Action item - A word-for-word retyping of the listing is the goal.

Source data -

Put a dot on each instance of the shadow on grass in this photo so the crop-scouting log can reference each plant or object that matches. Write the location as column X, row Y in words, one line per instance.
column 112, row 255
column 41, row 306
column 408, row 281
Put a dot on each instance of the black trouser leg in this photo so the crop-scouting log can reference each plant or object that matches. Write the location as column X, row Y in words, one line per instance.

Worked solution -
Put a dot on each instance of the shadow on grass in this photo so the crop-scouting log can reference each plant or object that matches. Write the location as column X, row Y in words, one line per instance.
column 112, row 255
column 41, row 306
column 408, row 281
Put a dot on each instance of the black trouser leg in this photo so the crop-scouting log can reference each plant or object that matches. Write the location as column X, row Y in words, one line per instance.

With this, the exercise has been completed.